Opdracht 1
Welke nummers van artikelen en paragrafen noemt de tekst over de Omgevingsverordening Overijssel? Geef elk nummer één keer.
Opdracht 2
Hoeveel woningen komen er volgens de tekst over de Omgevingsverordening Overijssel in het plangebied, en wat voor woningen zijn het?
Opdracht 3
Leg in één tot drie zinnen uit waarom het Chw bestemmingsplan volgens de tekst over de Omgevingsverordening Overijssel klopt met artikel 2.1.3.

___ Te lezen tekst ___

Eén van de instrumenten om het beleid uit de Omgevingsvisie te laten doorwerken is de Omgevingsverordening Overijssel. De Omgevingsverordening is het provinciaal juridisch instrument dat wordt ingezet voor de onderwerpen waarvoor de provincie hecht aan de juridische borging van de doorwerking van het Omgevingsvisiebeleid.

In dit geval zijn bij de afweging onder andere de artikelen 2.1.3 en 2.2.2 van belang. Op de betreffende artikelen wordt hierna nader ingegaan.

Toetsing van het initiatief aan Artikel 2.1.3 (Zuinig en zorgvuldig ruimtegebruik)

De ontwikkeling vindt plaats op een uitbreidingslocatie van de kern Hoonhorst. In 3.1.4.1 is reeds aangetoond dat het initiatief voldoet aan de Ladder voor duurzame verstedelijking. Het plangebied voorziet in het realiseren van woningbouw in de kern Hoonhorst voor de komende jaren. Het gaat hierbij om 82 grondgebonden woningen. Binnen het bestaand bebouwd gebied van de kern Hoonhorst is hiervoor geen ruimte aanwezig. Het plangebied is aangewezen als toekomstig woongebied. In verband hiermee is dit Chw bestemmingsplan in overeenstemming met artikel 2.1.3 uit de Omgevingsverordening Overijssel.

___ Aangeleverde gegevens ___

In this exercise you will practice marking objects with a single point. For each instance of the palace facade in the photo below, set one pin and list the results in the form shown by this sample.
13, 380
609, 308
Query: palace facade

___

Oplossing 1
2.1.3, 2.2.2 en 3.1.4.1

Oplossing 2
Het gaat om 82 grondgebonden woningen.

Oplossing 3
De woningen komen op een uitbreidingslocatie van de kern Hoonhorst, omdat er in het bestaande bebouwde gebied van die kern geen ruimte voor is. Het plangebied is aangewezen als toekomstig woongebied, en eerder is al aangetoond dat het plan voldoet aan de Ladder voor duurzame verstedelijking.